■ What you need to do: Only the final stretch of the data is wanted: reproduce the line containing "bbox: brown seed pile" and each line after it, exactly.

■ Entries shown:

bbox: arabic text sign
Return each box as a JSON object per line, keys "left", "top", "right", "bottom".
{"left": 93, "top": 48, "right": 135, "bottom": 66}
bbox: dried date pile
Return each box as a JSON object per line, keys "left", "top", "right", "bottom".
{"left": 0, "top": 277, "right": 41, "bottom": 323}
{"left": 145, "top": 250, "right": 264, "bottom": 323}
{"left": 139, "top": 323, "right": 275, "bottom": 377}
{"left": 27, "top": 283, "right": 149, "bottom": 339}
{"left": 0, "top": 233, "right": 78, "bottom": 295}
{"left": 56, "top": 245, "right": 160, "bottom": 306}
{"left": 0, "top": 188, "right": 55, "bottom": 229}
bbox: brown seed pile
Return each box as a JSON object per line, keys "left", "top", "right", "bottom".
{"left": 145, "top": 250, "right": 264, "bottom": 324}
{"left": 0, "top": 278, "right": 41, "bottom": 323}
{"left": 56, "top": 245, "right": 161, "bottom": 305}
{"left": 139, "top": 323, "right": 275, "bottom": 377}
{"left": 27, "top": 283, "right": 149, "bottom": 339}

■ Response to this task:
bbox: brown seed pile
Return each box as a JSON object per line, keys "left", "top", "right", "bottom".
{"left": 145, "top": 250, "right": 264, "bottom": 324}
{"left": 0, "top": 278, "right": 41, "bottom": 323}
{"left": 56, "top": 245, "right": 161, "bottom": 305}
{"left": 139, "top": 323, "right": 275, "bottom": 377}
{"left": 27, "top": 283, "right": 149, "bottom": 339}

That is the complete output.